Information supplied
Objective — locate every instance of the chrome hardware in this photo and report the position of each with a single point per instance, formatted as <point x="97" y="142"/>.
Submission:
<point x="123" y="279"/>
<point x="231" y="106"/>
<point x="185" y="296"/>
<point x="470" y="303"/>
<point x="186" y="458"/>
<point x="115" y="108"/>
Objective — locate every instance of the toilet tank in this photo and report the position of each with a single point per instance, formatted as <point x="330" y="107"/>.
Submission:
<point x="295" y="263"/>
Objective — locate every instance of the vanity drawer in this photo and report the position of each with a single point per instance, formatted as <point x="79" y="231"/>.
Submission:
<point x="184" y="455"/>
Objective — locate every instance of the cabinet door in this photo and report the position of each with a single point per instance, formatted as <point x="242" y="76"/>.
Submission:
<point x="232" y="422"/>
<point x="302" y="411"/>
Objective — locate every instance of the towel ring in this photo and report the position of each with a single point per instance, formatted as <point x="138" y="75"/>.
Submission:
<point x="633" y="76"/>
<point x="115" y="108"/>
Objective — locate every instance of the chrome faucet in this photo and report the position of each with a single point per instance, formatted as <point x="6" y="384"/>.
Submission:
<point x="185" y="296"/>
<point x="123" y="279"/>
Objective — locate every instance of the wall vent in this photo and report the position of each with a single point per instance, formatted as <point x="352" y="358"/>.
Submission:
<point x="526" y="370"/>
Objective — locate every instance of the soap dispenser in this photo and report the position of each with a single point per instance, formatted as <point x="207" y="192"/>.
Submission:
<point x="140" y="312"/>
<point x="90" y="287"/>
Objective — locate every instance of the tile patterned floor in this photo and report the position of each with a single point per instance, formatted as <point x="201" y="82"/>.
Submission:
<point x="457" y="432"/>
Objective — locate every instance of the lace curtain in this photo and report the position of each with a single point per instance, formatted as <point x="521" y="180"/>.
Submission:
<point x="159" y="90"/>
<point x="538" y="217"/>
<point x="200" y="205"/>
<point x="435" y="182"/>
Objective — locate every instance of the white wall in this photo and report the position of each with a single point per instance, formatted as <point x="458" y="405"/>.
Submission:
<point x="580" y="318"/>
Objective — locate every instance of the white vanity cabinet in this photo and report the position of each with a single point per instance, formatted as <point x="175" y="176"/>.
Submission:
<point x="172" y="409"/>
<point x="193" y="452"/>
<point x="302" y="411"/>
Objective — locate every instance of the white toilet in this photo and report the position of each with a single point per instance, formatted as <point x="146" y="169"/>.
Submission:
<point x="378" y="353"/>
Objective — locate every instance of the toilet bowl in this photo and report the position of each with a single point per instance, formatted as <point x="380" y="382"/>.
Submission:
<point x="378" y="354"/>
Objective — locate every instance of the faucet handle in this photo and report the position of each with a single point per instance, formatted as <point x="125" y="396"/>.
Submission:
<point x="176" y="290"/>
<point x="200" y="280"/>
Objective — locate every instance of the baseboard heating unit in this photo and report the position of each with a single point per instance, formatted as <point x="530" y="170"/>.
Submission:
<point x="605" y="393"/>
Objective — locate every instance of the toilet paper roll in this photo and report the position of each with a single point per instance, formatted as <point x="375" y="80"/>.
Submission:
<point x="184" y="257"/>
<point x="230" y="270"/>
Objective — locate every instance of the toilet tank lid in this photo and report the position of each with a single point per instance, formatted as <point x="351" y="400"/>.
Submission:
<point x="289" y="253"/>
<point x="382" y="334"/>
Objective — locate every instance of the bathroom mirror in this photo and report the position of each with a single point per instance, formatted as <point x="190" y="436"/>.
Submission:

Directions
In the records, find every line that has the string "cabinet" and copy it.

Task answer
Objective — locate every instance of the cabinet door in this photo and report the position of each with a single point per instance, formatted as <point x="242" y="76"/>.
Objective — locate every instance of the white vanity cabinet in this photo and report the position of each with a single point per instance, formatted as <point x="175" y="176"/>.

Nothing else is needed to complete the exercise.